• WRITTEN EXERCISE A: Carry over the entries starting with the line with "of the cash" and going on through the line with "pixel 120 92", reproducing every line of them. Add -99 to each coordinate in the answers and leave the rest untouched.

• PROVIDED TEXT:

··········

Mr. Springer assumed duties as a Director of Sustainable Development for Organization of American States March, 2008.  Mr. Springer is a national of Saint Lucia. He is a graduate of the University of the West Indies (Public Administration and Mass Communications respectively); Oxford Brooks University (Urban Planning Studies, with a major in Regional Planning); and the Centre for Environmental Management and Planning of Aberdeen University (Environmental Impact Assessment).  In 2001, Mr. Springer completed a 20 year tour of national and regional public service which included stints in Saint Lucia’s Public Service as Permanent Secretary in the Ministry of Tourism, Public Utilities, Civil Aviation and National Mobilization (1992-94); and in the Ministry of Planning, Development, Environment and Housing (1994-97); and as Adviser in Policy and Strategy Development with the OECS Secretariat, based in Saint Lucia (1998-2001).

··········

• RECORDS FOR THIS TASK:
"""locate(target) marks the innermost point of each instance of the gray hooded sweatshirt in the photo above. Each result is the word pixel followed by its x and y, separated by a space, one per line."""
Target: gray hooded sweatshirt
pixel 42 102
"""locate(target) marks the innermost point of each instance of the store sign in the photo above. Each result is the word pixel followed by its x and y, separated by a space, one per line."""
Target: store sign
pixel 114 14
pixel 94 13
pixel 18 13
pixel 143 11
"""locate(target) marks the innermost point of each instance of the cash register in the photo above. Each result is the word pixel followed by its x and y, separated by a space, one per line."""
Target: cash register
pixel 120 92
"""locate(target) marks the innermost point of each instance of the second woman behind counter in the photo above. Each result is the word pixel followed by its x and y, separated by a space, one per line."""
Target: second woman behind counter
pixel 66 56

··········

• WRITTEN EXERCISE B: Duplicate the biography of Mr. Springer word for word.

• PROBLEM SOLUTION A:
"""locate(target) marks the innermost point of each instance of the cash register in the photo above. Each result is the word pixel followed by its x and y, separated by a space, one per line."""
Target: cash register
pixel 21 -7

• PROBLEM SOLUTION B:
Mr. Springer assumed duties as a Director of Sustainable Development for Organization of American States March, 2008.  Mr. Springer is a national of Saint Lucia. He is a graduate of the University of the West Indies (Public Administration and Mass Communications respectively); Oxford Brooks University (Urban Planning Studies, with a major in Regional Planning); and the Centre for Environmental Management and Planning of Aberdeen University (Environmental Impact Assessment).  In 2001, Mr. Springer completed a 20 year tour of national and regional public service which included stints in Saint Lucia’s Public Service as Permanent Secretary in the Ministry of Tourism, Public Utilities, Civil Aviation and National Mobilization (1992-94); and in the Ministry of Planning, Development, Environment and Housing (1994-97); and as Adviser in Policy and Strategy Development with the OECS Secretariat, based in Saint Lucia (1998-2001).